## Request 1:
According to the Android flavors page, what preference makes the iPhone a grand choice?
## Request 2:
Set down the stretch of the Android flavors page from "Since the competitors" through "spoiled that platform.".

## Page:
[start]

Will Android Flavors Spoil the Platform?
rsmiller510 writes "Open source operating systems have a lot of upsides, but when you give cell phone makers and providers the power to customize the phones to whatever degree they like, it could end up confusing consumers and watering down the Android label."
Since the competitors don't have choice and can't get it they have to argue that "choice is bad". If you like choice though - if you prefer a less expensive phone or one with all the bells and whistles, or larger or smaller or whatever, Android is an obvious choice. If you like to choose the phone network based on pricing or features, quality of network, or how badly they restrict the phone's features to maximize your bill, again Android is a clear winner. If a single great design that's wholly integrated and secured by a single vendor is your preference, iPhone is a grand choice - and that's great! You get to choose that too.
Lack of choice as a feature though is in general a tough sell.
Help stamp out iliturcy.
... in the same way that all the flavors of GNU/Linux have spoiled that platform.
I love the fact that there is such a wide variety of Android phones. Different features are important to different people, and being able to choose between different phones gives them the opportunity to buy one that caters towards whatever the find most important (good screen, good keypad, good camera, etc.)

[end]

## Material provided:
[start]

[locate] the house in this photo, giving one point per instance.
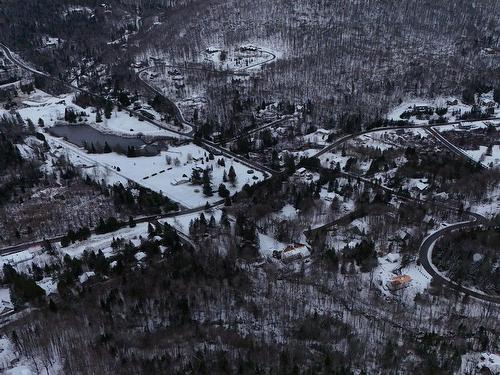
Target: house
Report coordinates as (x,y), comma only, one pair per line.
(292,252)
(6,307)
(301,171)
(399,282)
(180,181)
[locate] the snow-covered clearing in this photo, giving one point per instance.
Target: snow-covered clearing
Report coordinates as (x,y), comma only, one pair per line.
(181,222)
(171,180)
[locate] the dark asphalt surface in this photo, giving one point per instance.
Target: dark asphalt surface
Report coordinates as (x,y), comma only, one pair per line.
(425,251)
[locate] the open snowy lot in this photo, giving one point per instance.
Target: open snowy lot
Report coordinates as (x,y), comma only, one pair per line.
(155,173)
(49,108)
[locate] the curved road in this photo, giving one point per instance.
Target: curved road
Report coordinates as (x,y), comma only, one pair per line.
(426,248)
(425,255)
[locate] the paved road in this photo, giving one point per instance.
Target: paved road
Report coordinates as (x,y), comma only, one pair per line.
(450,146)
(258,129)
(446,143)
(425,255)
(426,246)
(140,219)
(8,53)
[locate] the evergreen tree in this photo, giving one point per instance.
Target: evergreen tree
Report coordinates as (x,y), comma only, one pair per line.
(131,222)
(232,176)
(98,116)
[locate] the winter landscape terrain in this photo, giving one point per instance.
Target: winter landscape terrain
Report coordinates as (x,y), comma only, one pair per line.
(249,187)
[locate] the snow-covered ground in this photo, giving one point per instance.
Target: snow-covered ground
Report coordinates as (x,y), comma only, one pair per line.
(454,105)
(171,180)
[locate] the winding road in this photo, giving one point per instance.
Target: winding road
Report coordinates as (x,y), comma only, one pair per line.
(426,248)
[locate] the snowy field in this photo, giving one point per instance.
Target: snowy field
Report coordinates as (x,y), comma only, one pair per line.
(40,105)
(454,110)
(155,173)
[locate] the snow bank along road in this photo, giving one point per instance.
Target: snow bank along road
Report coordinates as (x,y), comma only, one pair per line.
(426,247)
(425,255)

[end]

## Correct output 1:
A preference for a single great design that's wholly integrated and secured by a single vendor.

## Correct output 2:
Since the competitors don't have choice and can't get it they have to argue that "choice is bad". If you like choice though - if you prefer a less expensive phone or one with all the bells and whistles, or larger or smaller or whatever, Android is an obvious choice. If you like to choose the phone network based on pricing or features, quality of network, or how badly they restrict the phone's features to maximize your bill, again Android is a clear winner. If a single great design that's wholly integrated and secured by a single vendor is your preference, iPhone is a grand choice - and that's great! You get to choose that too.
Lack of choice as a feature though is in general a tough sell.
Help stamp out iliturcy.
... in the same way that all the flavors of GNU/Linux have spoiled that platform.